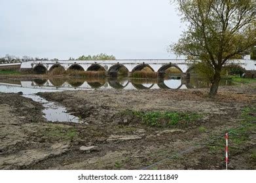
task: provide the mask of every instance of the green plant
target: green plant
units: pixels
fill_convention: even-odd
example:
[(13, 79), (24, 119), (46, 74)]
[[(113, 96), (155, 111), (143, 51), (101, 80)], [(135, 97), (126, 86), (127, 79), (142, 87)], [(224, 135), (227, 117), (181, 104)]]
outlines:
[(198, 131), (201, 133), (204, 133), (206, 131), (206, 128), (204, 126), (200, 126), (198, 127)]
[(190, 124), (196, 122), (202, 117), (202, 115), (192, 112), (134, 111), (133, 114), (140, 118), (142, 122), (147, 125), (156, 127), (174, 126), (178, 124), (179, 122)]
[(122, 163), (120, 161), (115, 161), (114, 165), (117, 169), (120, 169), (122, 167)]

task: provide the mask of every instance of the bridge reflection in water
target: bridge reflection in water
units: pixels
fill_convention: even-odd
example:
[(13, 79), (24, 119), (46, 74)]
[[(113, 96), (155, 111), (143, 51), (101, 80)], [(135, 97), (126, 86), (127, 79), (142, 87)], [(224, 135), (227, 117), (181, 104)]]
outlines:
[[(221, 84), (230, 85), (228, 80), (223, 80)], [(74, 90), (116, 89), (116, 90), (149, 90), (149, 89), (189, 89), (208, 88), (209, 82), (191, 77), (182, 79), (179, 76), (173, 76), (163, 80), (136, 79), (126, 78), (53, 78), (50, 79), (37, 78), (31, 80), (1, 81), (0, 85), (15, 86), (27, 90), (44, 92), (44, 90), (64, 91)], [(17, 88), (17, 90), (19, 90)], [(32, 91), (31, 91), (32, 92)]]

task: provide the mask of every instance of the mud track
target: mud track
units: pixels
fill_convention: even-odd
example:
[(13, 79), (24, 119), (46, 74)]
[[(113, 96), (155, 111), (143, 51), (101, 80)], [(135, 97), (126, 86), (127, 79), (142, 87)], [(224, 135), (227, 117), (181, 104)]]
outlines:
[[(255, 93), (252, 84), (221, 88), (214, 99), (207, 97), (206, 90), (39, 93), (88, 125), (47, 122), (39, 118), (40, 105), (1, 93), (0, 168), (140, 169), (166, 159), (149, 169), (221, 169), (224, 149), (213, 152), (206, 141), (241, 125), (242, 109), (255, 106)], [(186, 127), (156, 127), (128, 110), (193, 112), (203, 117)], [(252, 131), (246, 143), (232, 152), (230, 169), (256, 168), (250, 156), (256, 149), (255, 138)]]

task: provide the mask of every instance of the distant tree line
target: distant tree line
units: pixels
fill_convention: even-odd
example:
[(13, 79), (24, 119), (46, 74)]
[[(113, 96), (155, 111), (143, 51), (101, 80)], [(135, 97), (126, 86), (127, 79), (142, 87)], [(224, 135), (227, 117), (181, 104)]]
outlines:
[[(109, 60), (109, 59), (116, 59), (115, 57), (113, 55), (109, 56), (105, 54), (100, 54), (96, 56), (91, 56), (88, 55), (85, 56), (82, 55), (81, 57), (79, 57), (77, 59), (73, 58), (69, 58), (69, 60)], [(18, 62), (25, 62), (29, 61), (40, 61), (40, 60), (49, 60), (48, 58), (39, 58), (39, 57), (30, 57), (30, 56), (23, 56), (22, 58), (16, 57), (15, 56), (10, 56), (7, 54), (5, 57), (0, 58), (0, 63), (18, 63)], [(58, 61), (58, 58), (54, 58), (50, 60)]]
[[(81, 57), (79, 57), (77, 60), (109, 60), (109, 59), (116, 59), (115, 57), (113, 55), (109, 56), (105, 54), (100, 54), (96, 56), (91, 56), (88, 55), (85, 56), (82, 55)], [(73, 58), (69, 58), (69, 60), (75, 60)]]
[[(54, 59), (54, 60), (55, 59)], [(22, 58), (20, 58), (19, 57), (16, 57), (15, 56), (10, 56), (7, 54), (5, 57), (0, 58), (0, 63), (18, 63), (34, 60), (48, 60), (48, 59), (47, 58), (40, 58), (39, 57), (35, 57), (35, 58), (33, 58), (33, 57), (26, 56), (23, 56)]]

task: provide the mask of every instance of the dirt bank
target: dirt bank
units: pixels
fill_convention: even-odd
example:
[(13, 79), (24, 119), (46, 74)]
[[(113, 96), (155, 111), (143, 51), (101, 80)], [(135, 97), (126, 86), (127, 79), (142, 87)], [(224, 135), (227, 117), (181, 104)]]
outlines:
[[(221, 88), (214, 99), (206, 97), (206, 90), (39, 94), (65, 106), (88, 124), (52, 124), (33, 117), (27, 121), (31, 109), (33, 116), (41, 115), (41, 107), (20, 95), (1, 93), (1, 143), (5, 145), (1, 146), (0, 168), (139, 169), (165, 159), (148, 169), (222, 169), (225, 132), (250, 124), (236, 129), (242, 139), (230, 134), (230, 169), (255, 169), (255, 125), (250, 124), (255, 119), (255, 92), (251, 84)], [(156, 111), (200, 118), (157, 127), (136, 114)]]

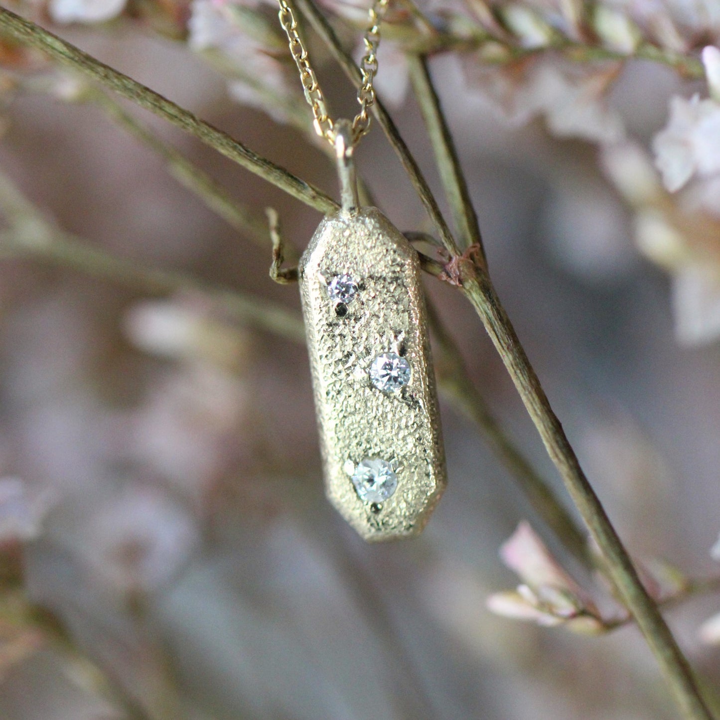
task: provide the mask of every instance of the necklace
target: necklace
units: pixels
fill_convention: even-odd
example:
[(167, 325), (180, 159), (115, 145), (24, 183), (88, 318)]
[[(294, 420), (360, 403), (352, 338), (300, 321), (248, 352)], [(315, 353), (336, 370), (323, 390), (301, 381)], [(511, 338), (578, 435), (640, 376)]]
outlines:
[(323, 218), (297, 271), (325, 493), (366, 540), (415, 535), (446, 484), (420, 263), (377, 208), (360, 207), (353, 160), (370, 126), (388, 0), (369, 9), (360, 111), (334, 122), (292, 8), (278, 1), (315, 131), (334, 148), (340, 179), (341, 207)]

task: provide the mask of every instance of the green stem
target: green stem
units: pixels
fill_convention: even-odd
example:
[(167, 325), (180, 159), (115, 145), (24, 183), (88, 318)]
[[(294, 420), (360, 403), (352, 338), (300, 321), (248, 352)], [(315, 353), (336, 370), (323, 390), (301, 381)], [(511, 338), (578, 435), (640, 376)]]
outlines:
[[(297, 5), (300, 12), (307, 18), (315, 31), (325, 42), (333, 57), (342, 68), (345, 74), (356, 88), (359, 88), (362, 84), (362, 76), (360, 73), (360, 70), (352, 57), (343, 47), (342, 43), (336, 35), (335, 30), (333, 30), (332, 26), (327, 21), (325, 16), (318, 9), (317, 6), (312, 2), (312, 0), (295, 0), (295, 4)], [(375, 103), (372, 106), (372, 112), (377, 122), (382, 127), (383, 130), (384, 130), (385, 135), (390, 140), (390, 145), (392, 145), (393, 149), (400, 158), (400, 162), (408, 173), (410, 181), (413, 183), (418, 196), (420, 197), (420, 202), (423, 203), (430, 219), (437, 228), (440, 240), (442, 241), (443, 245), (451, 255), (456, 253), (457, 246), (455, 244), (455, 240), (450, 232), (450, 228), (448, 228), (447, 222), (445, 221), (442, 212), (440, 211), (438, 202), (430, 189), (430, 186), (428, 184), (425, 176), (420, 169), (420, 166), (418, 165), (415, 158), (413, 157), (395, 124), (392, 122), (392, 118), (390, 117), (379, 99), (376, 99)]]
[(427, 61), (418, 55), (408, 55), (408, 63), (415, 96), (420, 104), (430, 137), (455, 227), (460, 237), (464, 240), (462, 243), (464, 247), (467, 248), (471, 245), (477, 245), (480, 248), (483, 262), (486, 262), (477, 215), (472, 205), (452, 135), (440, 106), (440, 99), (430, 78)]
[(548, 454), (602, 553), (611, 580), (654, 654), (683, 717), (713, 720), (688, 660), (643, 586), (605, 508), (585, 477), (489, 276), (470, 260), (459, 259), (456, 268), (456, 282), (503, 359)]
[[(443, 117), (437, 93), (425, 66), (413, 68), (418, 102), (430, 127), (436, 154), (446, 166), (441, 176), (449, 184), (449, 195), (458, 199), (458, 211), (467, 213), (465, 225), (477, 225), (477, 217), (467, 194), (461, 188), (462, 171), (449, 130)], [(472, 212), (471, 212), (472, 211)], [(479, 234), (479, 231), (478, 231)], [(446, 269), (446, 279), (459, 286), (475, 308), (503, 359), (521, 398), (531, 418), (550, 459), (557, 468), (565, 487), (580, 511), (603, 556), (611, 580), (634, 617), (660, 666), (683, 716), (693, 720), (708, 720), (706, 706), (688, 660), (678, 645), (665, 618), (648, 594), (609, 518), (587, 477), (562, 426), (553, 412), (535, 370), (530, 364), (515, 329), (505, 312), (487, 274), (482, 247), (475, 252), (454, 256)]]
[(533, 509), (565, 547), (586, 567), (593, 567), (585, 532), (545, 482), (513, 443), (470, 379), (462, 356), (452, 337), (428, 304), (430, 327), (435, 336), (436, 372), (446, 398), (480, 428), (490, 447), (510, 471)]
[(227, 132), (199, 120), (189, 111), (101, 63), (35, 23), (2, 7), (0, 7), (0, 31), (23, 45), (42, 50), (58, 63), (91, 78), (104, 87), (189, 132), (222, 155), (306, 204), (321, 212), (332, 212), (337, 209), (337, 203), (321, 190), (253, 153)]
[(267, 226), (262, 220), (233, 198), (210, 175), (181, 153), (133, 117), (120, 103), (109, 95), (94, 90), (88, 91), (82, 99), (96, 105), (120, 127), (158, 155), (165, 161), (169, 174), (230, 227), (258, 245), (267, 247)]

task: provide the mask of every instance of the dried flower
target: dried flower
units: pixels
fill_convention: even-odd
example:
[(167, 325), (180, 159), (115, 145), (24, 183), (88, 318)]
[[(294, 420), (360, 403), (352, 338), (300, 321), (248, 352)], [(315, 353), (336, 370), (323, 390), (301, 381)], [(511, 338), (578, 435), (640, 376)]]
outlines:
[(121, 593), (165, 585), (199, 541), (191, 516), (153, 487), (112, 497), (84, 528), (81, 551), (94, 575)]
[(34, 492), (17, 477), (0, 478), (0, 542), (32, 540), (50, 509), (47, 492)]
[(228, 76), (233, 98), (288, 122), (301, 99), (300, 80), (279, 27), (254, 12), (258, 5), (194, 0), (188, 43)]
[(667, 126), (652, 143), (655, 164), (670, 192), (685, 185), (696, 174), (707, 177), (720, 172), (720, 104), (674, 97)]
[(562, 569), (526, 522), (500, 547), (503, 562), (523, 581), (514, 590), (487, 599), (492, 612), (539, 625), (566, 625), (576, 632), (599, 632), (603, 619), (595, 603)]
[(714, 45), (708, 45), (703, 48), (702, 58), (710, 97), (720, 102), (720, 50)]
[(50, 0), (48, 10), (55, 22), (93, 24), (117, 17), (127, 0)]
[(474, 55), (464, 60), (470, 86), (511, 122), (542, 117), (554, 135), (600, 143), (624, 135), (619, 114), (604, 99), (620, 68), (614, 62), (578, 66), (546, 53), (503, 66)]

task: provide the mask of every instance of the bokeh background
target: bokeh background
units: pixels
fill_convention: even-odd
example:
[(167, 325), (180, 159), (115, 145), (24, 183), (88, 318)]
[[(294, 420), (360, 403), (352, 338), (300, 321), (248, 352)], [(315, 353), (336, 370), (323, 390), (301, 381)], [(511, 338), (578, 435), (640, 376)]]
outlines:
[[(227, 2), (210, 4), (222, 11)], [(608, 6), (616, 6), (621, 17), (635, 12), (632, 4)], [(274, 12), (243, 6), (265, 19)], [(200, 10), (184, 6), (174, 8), (173, 32), (159, 32), (143, 4), (113, 7), (68, 0), (19, 10), (336, 193), (317, 143), (276, 122), (284, 119), (276, 107), (266, 108), (269, 115), (257, 107), (256, 94), (232, 83), (229, 93), (228, 73), (208, 62), (203, 50), (220, 47), (227, 27), (207, 18), (199, 25)], [(356, 42), (351, 13), (325, 9)], [(467, 12), (428, 10), (438, 17), (445, 11)], [(123, 14), (104, 22), (113, 13)], [(179, 30), (191, 17), (194, 45)], [(705, 43), (715, 19), (707, 15)], [(210, 40), (198, 40), (202, 33)], [(683, 48), (688, 56), (700, 35)], [(238, 42), (242, 52), (252, 49)], [(352, 89), (312, 42), (333, 107), (354, 112)], [(388, 43), (387, 65), (381, 54), (379, 94), (441, 197), (397, 47)], [(299, 310), (297, 288), (268, 276), (269, 240), (263, 246), (230, 228), (107, 113), (76, 102), (76, 78), (40, 56), (5, 50), (0, 168), (51, 227), (135, 266), (181, 271)], [(720, 291), (713, 295), (709, 281), (698, 287), (679, 279), (685, 266), (648, 250), (642, 203), (622, 182), (660, 188), (660, 174), (648, 179), (656, 172), (652, 138), (668, 122), (671, 97), (706, 97), (707, 85), (634, 60), (583, 66), (578, 79), (562, 58), (546, 55), (531, 72), (485, 66), (469, 53), (431, 61), (491, 272), (631, 552), (667, 559), (690, 577), (712, 576)], [(289, 102), (309, 124), (292, 70)], [(274, 82), (275, 71), (255, 76)], [(317, 212), (133, 112), (261, 220), (266, 207), (276, 208), (286, 237), (305, 246)], [(358, 163), (400, 229), (431, 230), (379, 127)], [(662, 202), (646, 205), (666, 230), (680, 212), (702, 225), (672, 226), (687, 247), (717, 244), (711, 207), (653, 192)], [(6, 234), (12, 218), (5, 215)], [(652, 237), (665, 237), (654, 228)], [(712, 268), (714, 253), (701, 253), (699, 264)], [(369, 546), (323, 496), (302, 343), (238, 324), (192, 289), (151, 297), (132, 284), (48, 262), (42, 250), (28, 257), (9, 246), (3, 253), (4, 720), (677, 716), (634, 628), (586, 636), (486, 608), (491, 593), (517, 584), (498, 548), (523, 519), (578, 579), (588, 587), (591, 580), (482, 434), (444, 400), (444, 498), (420, 538)], [(446, 284), (428, 278), (426, 286), (493, 412), (569, 505), (472, 308)], [(706, 595), (669, 614), (716, 702), (720, 650), (703, 644), (698, 629), (719, 604)]]

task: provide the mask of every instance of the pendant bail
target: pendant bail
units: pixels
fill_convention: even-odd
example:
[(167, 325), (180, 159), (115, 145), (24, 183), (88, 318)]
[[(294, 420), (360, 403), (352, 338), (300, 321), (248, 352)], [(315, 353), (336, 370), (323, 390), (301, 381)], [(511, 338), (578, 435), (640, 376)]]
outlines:
[(353, 159), (353, 127), (349, 120), (343, 119), (335, 123), (334, 130), (335, 154), (338, 161), (338, 176), (340, 178), (341, 210), (344, 215), (352, 215), (357, 212), (360, 205)]

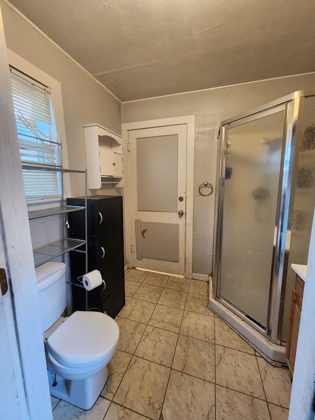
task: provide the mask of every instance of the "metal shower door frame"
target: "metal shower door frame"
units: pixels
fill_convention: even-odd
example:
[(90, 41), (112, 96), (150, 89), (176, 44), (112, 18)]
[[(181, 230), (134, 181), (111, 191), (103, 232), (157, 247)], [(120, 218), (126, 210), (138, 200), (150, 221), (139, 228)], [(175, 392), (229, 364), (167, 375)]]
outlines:
[[(215, 235), (213, 274), (215, 298), (251, 325), (273, 343), (281, 344), (285, 278), (284, 278), (285, 267), (284, 257), (287, 231), (290, 228), (294, 203), (294, 189), (291, 187), (296, 177), (298, 150), (300, 142), (301, 130), (299, 127), (299, 116), (303, 111), (304, 97), (315, 95), (315, 90), (295, 92), (276, 101), (252, 110), (246, 114), (241, 114), (226, 120), (220, 127), (217, 157), (217, 192), (215, 203)], [(284, 132), (281, 155), (280, 176), (275, 227), (277, 239), (273, 261), (273, 271), (270, 287), (267, 322), (265, 329), (249, 319), (241, 311), (225, 300), (220, 295), (221, 255), (222, 252), (222, 232), (224, 205), (226, 142), (229, 129), (249, 123), (264, 116), (284, 110)], [(280, 227), (281, 228), (279, 228)], [(271, 273), (271, 274), (272, 273)]]

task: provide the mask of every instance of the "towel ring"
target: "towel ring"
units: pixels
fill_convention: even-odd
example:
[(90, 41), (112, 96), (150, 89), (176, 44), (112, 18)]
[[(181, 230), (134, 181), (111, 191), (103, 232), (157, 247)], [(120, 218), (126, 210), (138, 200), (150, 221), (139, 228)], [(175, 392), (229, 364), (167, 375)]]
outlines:
[[(210, 189), (210, 191), (208, 194), (204, 194), (202, 193), (202, 189), (205, 188), (209, 187)], [(200, 195), (203, 195), (204, 197), (207, 197), (208, 195), (211, 195), (212, 193), (213, 192), (213, 187), (211, 185), (211, 184), (209, 184), (209, 182), (207, 182), (206, 181), (202, 184), (200, 186), (199, 186), (198, 190), (199, 193)]]

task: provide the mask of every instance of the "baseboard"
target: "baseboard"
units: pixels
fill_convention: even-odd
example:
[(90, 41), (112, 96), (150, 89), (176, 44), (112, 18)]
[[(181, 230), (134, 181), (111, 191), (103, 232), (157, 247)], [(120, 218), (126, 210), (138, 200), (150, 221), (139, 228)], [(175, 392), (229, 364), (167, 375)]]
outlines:
[(192, 273), (192, 278), (195, 280), (202, 280), (203, 282), (208, 282), (209, 276), (208, 274), (198, 274)]

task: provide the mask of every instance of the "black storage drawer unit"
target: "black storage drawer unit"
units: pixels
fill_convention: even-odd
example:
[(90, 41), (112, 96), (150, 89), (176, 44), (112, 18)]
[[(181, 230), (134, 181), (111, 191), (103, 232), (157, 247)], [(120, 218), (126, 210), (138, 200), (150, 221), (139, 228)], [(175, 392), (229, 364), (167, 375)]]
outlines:
[[(71, 206), (84, 205), (84, 197), (67, 199)], [(104, 285), (86, 291), (78, 277), (85, 273), (85, 255), (70, 253), (72, 306), (74, 311), (88, 309), (106, 312), (115, 318), (125, 305), (123, 198), (120, 196), (93, 195), (88, 197), (88, 271), (99, 270)], [(69, 214), (69, 236), (85, 237), (82, 212)], [(79, 250), (84, 250), (83, 249)]]

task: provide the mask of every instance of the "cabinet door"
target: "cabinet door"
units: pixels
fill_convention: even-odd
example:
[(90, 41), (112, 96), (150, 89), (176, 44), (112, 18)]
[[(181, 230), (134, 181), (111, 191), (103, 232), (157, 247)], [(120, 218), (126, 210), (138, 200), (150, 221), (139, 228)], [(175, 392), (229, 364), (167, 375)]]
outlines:
[(109, 296), (124, 280), (124, 256), (120, 256), (109, 265), (100, 270), (102, 279), (105, 281), (106, 287), (101, 287), (102, 302)]
[(125, 306), (125, 281), (123, 280), (118, 287), (102, 303), (102, 312), (115, 318)]
[(114, 176), (123, 176), (123, 157), (120, 153), (114, 153)]
[(113, 164), (114, 153), (112, 150), (111, 142), (99, 136), (98, 144), (100, 174), (104, 176), (113, 176), (115, 166)]
[(96, 216), (94, 223), (98, 235), (111, 230), (123, 225), (123, 197), (111, 197), (103, 200), (95, 200)]
[(292, 290), (290, 320), (285, 349), (285, 359), (292, 375), (294, 368), (301, 310), (302, 300), (297, 294), (296, 291)]
[(100, 267), (107, 265), (123, 253), (123, 229), (119, 227), (107, 232), (99, 238)]

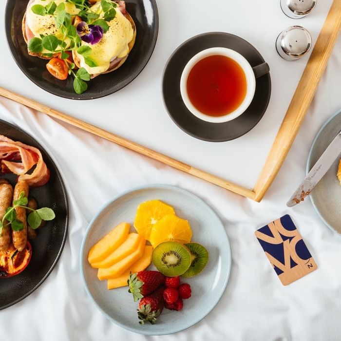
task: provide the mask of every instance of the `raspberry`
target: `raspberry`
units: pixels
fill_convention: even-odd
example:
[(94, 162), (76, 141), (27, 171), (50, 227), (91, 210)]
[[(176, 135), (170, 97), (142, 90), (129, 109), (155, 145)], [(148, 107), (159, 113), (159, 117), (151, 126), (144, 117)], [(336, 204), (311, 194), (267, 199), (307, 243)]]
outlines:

==================================================

## Directions for this task
Show every line of the material above that contains the string "baseboard", copying each such line in full. Matching is case-sensitive.

## Answer for this exercise
task: provide the mask of every instance of the "baseboard"
target: "baseboard"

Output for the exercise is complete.